▶ [Task objective]: Put every line of the rows below into a numbered list, skipping any blank lines. Leave the pictures out of your answer.

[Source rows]
===

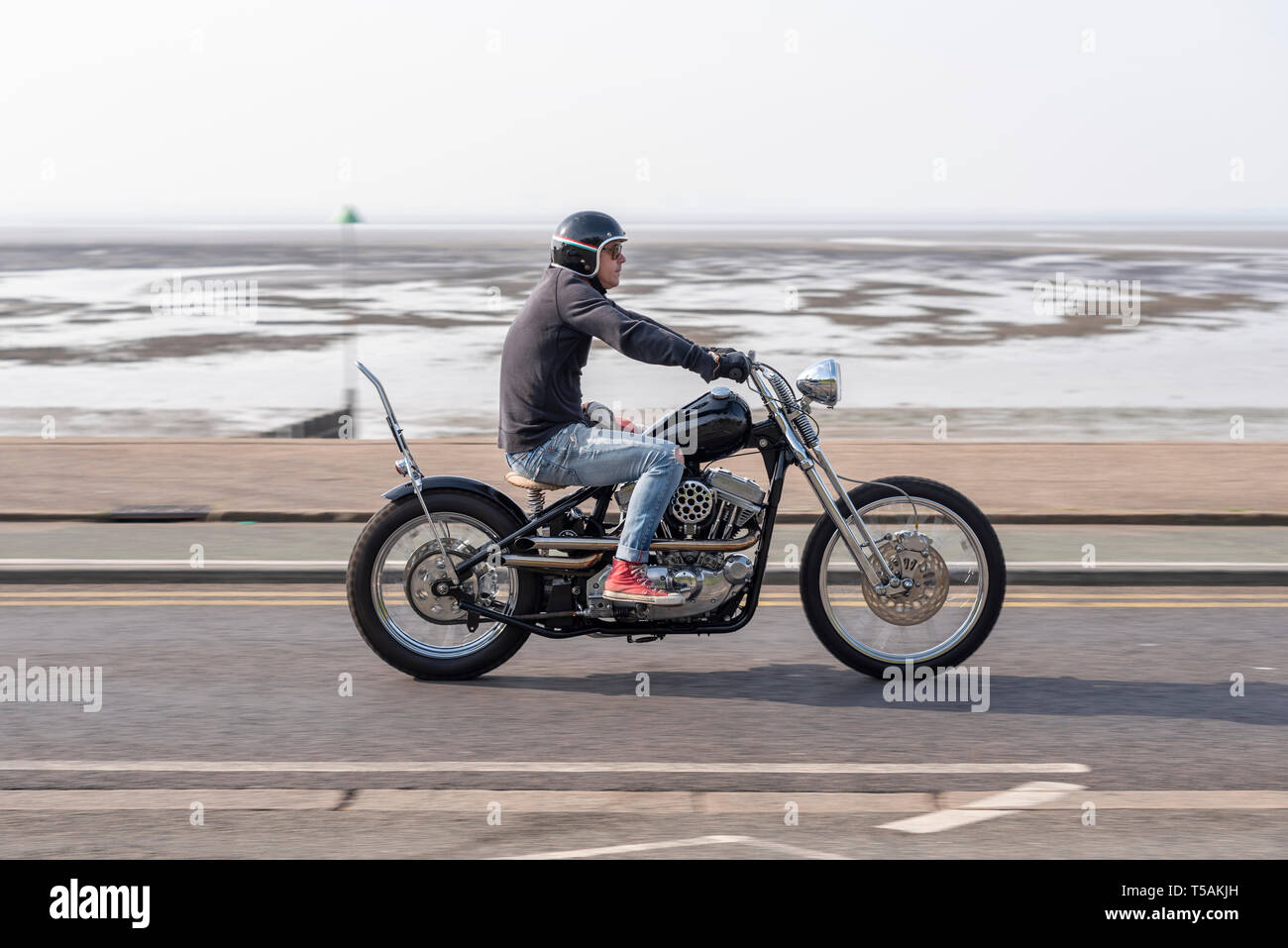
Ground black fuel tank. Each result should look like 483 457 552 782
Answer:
644 387 751 464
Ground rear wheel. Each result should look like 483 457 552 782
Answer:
345 490 540 679
800 477 1006 678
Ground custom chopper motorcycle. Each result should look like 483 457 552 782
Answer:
347 353 1006 679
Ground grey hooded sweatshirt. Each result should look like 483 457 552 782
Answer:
496 265 716 455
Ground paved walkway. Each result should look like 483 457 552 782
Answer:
0 438 1288 519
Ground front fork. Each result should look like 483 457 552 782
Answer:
748 363 912 592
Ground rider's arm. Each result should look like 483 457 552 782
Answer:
555 278 717 381
622 309 707 349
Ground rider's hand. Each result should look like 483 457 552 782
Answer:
716 351 751 382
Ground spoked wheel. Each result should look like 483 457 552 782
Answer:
347 492 538 679
800 477 1006 678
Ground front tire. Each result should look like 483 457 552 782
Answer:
345 490 540 681
800 476 1006 678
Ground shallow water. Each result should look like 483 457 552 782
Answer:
0 226 1288 441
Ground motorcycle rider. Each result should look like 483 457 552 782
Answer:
497 211 748 605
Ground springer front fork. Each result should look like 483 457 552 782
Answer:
747 353 912 593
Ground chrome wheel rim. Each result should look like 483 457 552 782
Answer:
818 494 989 662
371 511 518 658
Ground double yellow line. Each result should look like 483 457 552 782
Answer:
0 586 1288 609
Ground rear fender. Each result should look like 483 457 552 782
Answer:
381 475 528 523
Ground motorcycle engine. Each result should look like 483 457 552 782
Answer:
587 468 765 619
617 468 765 540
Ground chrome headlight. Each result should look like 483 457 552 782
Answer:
796 360 841 408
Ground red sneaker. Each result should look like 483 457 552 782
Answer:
604 557 684 605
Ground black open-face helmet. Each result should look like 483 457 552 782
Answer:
550 211 626 277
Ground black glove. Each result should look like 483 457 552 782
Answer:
716 349 751 382
581 402 617 430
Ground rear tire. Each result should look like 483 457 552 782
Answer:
345 490 540 681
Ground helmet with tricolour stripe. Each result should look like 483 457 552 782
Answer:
550 211 626 277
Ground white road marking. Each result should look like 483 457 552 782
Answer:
0 785 1288 818
747 837 850 859
877 810 1014 833
492 836 751 859
877 781 1086 833
0 760 1091 774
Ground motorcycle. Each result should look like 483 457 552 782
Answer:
345 352 1006 681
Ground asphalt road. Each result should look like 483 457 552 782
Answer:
0 584 1288 858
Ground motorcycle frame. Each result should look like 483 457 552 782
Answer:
358 352 896 639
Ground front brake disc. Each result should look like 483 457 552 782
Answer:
863 537 949 626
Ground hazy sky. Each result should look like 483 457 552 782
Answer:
0 0 1288 223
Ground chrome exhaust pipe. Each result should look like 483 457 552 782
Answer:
501 542 605 571
531 532 760 562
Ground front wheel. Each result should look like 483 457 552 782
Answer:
800 477 1006 678
345 490 540 679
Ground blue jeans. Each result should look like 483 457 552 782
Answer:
505 421 684 563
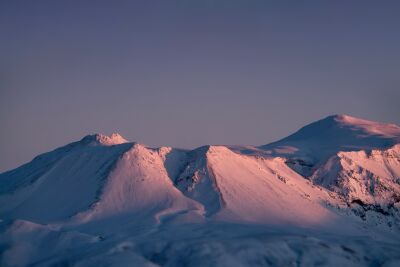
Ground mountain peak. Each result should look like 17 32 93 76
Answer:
82 133 128 146
324 114 400 138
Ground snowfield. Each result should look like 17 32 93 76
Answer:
0 115 400 267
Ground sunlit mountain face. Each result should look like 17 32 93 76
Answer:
0 115 400 266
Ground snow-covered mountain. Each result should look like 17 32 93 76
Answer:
0 115 400 266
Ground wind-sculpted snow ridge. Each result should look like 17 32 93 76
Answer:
0 118 400 266
257 115 400 176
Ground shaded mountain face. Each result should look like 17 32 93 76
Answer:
0 115 400 266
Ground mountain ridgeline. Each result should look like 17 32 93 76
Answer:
0 115 400 266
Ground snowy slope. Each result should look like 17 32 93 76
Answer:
0 115 400 266
177 146 335 225
258 115 400 176
0 135 131 222
311 145 400 205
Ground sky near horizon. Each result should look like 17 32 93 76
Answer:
0 0 400 172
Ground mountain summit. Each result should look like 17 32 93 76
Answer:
0 115 400 266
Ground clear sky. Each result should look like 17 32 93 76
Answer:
0 0 400 172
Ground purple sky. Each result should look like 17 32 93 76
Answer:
0 0 400 172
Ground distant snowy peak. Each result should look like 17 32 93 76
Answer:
328 115 400 140
81 133 129 146
260 115 400 160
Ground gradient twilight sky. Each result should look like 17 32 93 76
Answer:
0 0 400 172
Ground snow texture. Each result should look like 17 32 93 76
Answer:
0 115 400 266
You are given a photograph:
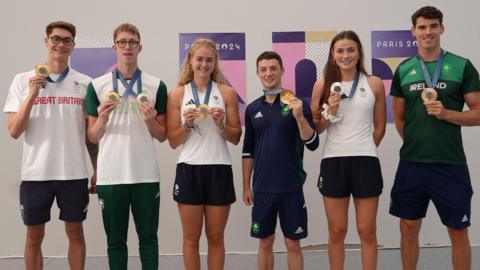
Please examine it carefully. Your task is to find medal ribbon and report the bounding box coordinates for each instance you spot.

===

▶ [Final result]:
1. Ground black fuel tank. Each result should look like 483 457 552 782
2. Answer:
3. 644 387 751 464
4. Ground rear wheel. Each result should look like 483 457 552 782
5. Answer:
6. 345 490 540 679
7. 800 477 1006 678
8. Ground custom chopper motorcycle. Each result should look like 483 457 552 782
9. Answer:
10. 347 353 1006 679
11. Ground grey hooded sweatshirt. Each result should look like 483 457 552 782
12. Answer:
13. 496 265 716 455
14. Ground paved walkway. Each result should look like 483 457 552 782
15. Answer:
16. 0 438 1288 519
17. Ground front fork. Each result should look like 483 457 552 782
18. Answer:
19. 748 363 912 592
20. Ground rider's arm. Each result should look like 483 457 552 782
21. Answer:
22. 555 278 717 381
23. 622 309 707 349
24. Ground rider's hand. Each result should look like 483 457 552 782
25. Answer:
26. 716 351 751 382
27. Ground spoked wheel. Each result should look like 483 457 552 782
28. Answer:
29. 347 492 538 679
30. 800 477 1006 678
31. Ground front tire. Each result should look like 483 457 552 782
32. Answer:
33. 345 490 540 681
34. 800 476 1006 678
35. Ground shallow water. Each result should look like 483 457 552 782
36. Answer:
37. 0 226 1288 441
38. Ground motorcycle rider. Each result should look like 483 457 552 782
39. Answer:
40. 497 211 748 605
41. Ground springer front fork. Each result should look like 483 457 552 782
42. Answer:
43. 747 353 912 593
44. Ground chrome wheel rim. Each result should look like 483 457 552 782
45. Answer:
46. 818 494 989 662
47. 371 511 518 658
48. Ground double yellow line. Each result should look like 483 457 552 782
49. Answer:
50. 0 586 1288 609
51. Ground rear fender. Each result should look like 483 457 552 782
52. Answer:
53. 381 475 528 523
54. Ground motorcycle engine. Each result should look like 483 457 552 782
55. Answer:
56. 587 468 765 619
57. 617 468 765 540
58. Ground chrome headlight. Each result should look like 483 457 552 782
59. Answer:
60. 796 360 841 408
61. Ground red sneaker. Each result should look like 483 457 552 782
62. Answer:
63. 604 557 684 605
64. Ground black open-face helmet. Each result should look like 483 457 552 782
65. Answer:
66. 550 211 626 277
67. Ground black glove. Each result should look like 483 457 552 782
68. Answer:
69. 716 349 751 382
70. 581 402 617 430
71. Ground rear tire. Each result should look like 483 457 552 782
72. Answer:
73. 345 490 540 681
74. Ground helmet with tricolour stripe. Each result should look like 483 457 552 782
75. Answer:
76. 550 211 626 277
77. Ground white road marking. Each result should look like 483 457 552 782
78. Answer:
79. 0 785 1288 818
80. 747 837 850 859
81. 877 810 1014 833
82. 492 836 751 859
83. 877 781 1086 833
84. 0 760 1091 774
85. Ground motorcycle. Each result should look like 483 457 552 782
86. Answer:
87. 345 352 1006 681
88. Ground asphalt road. Each result should look like 483 457 552 782
89. Answer:
90. 0 584 1288 858
91. Ground motorcycle frame. Each result should look like 483 457 552 782
92. Answer:
93. 358 352 896 639
94. Ground front brake disc. Each result should look like 483 457 552 782
95. Answer:
96. 863 537 949 626
97. Ground hazy sky. Each result should look like 483 457 552 782
98. Answer:
99. 0 0 1288 223
100. Ground chrome exhaust pipe. Each result should look like 483 457 552 782
101. Answer:
102. 501 542 605 571
103. 531 532 760 562
104. Ground front wheel. Each result should look like 483 457 552 782
105. Answer:
106. 800 477 1006 678
107. 345 490 540 679
108. Ground blue jeans. Each result should look like 483 457 552 782
109. Answer:
110. 505 421 684 563
111. Ground mountain peak. Each result should look like 17 32 93 76
112. Answer:
113. 82 133 128 146
114. 324 114 400 138
115. Ground snowfield. Each result should look like 17 32 93 76
116. Answer:
117. 0 115 400 267
118. Ground sunlit mountain face. Each result should look like 17 32 93 76
119. Answer:
120. 0 115 400 266
121. Ground snow-covered mountain. Each result should look like 17 32 93 76
122. Answer:
123. 0 115 400 266
124. Ground wind-sculpted snow ridge. Each result should look like 17 32 93 76
125. Answer:
126. 0 118 400 266
127. 257 115 400 176
128. Ground shaded mountain face. Each result should look like 17 32 93 76
129. Answer:
130. 0 115 400 266
131. Ground mountain ridgeline. Each result should look like 17 32 93 76
132. Answer:
133. 0 115 400 266
134. Ground snowy slope. Each result should look like 17 32 93 76
135. Answer:
136. 0 115 400 266
137. 177 146 335 225
138. 258 115 400 176
139. 0 135 131 222
140. 311 145 400 205
141. Ground sky near horizon. Each result should look like 17 32 93 76
142. Answer:
143. 0 0 400 172
144. Ground mountain summit. Each result should look like 17 32 93 76
145. Answer:
146. 0 115 400 266
147. Ground clear sky. Each result should look like 17 32 93 76
148. Answer:
149. 0 0 400 172
150. Ground purple sky. Each result should look like 17 32 93 76
151. Answer:
152. 0 0 400 172
153. Ground distant snowy peak. Each result should look like 17 32 93 76
154. Answer:
155. 328 115 400 140
156. 81 133 129 146
157. 260 115 400 160
158. Ground gradient twilight sky. Each result should look like 17 32 93 76
159. Answer:
160. 0 0 400 172
161. Ground snow texture. Each result should look like 17 32 93 76
162. Answer:
163. 0 115 400 266
164. You are given a photograph:
165. Please examine it carefully. Your task is to find medal ribbon and report the bounding box coordinates for each instance you spot.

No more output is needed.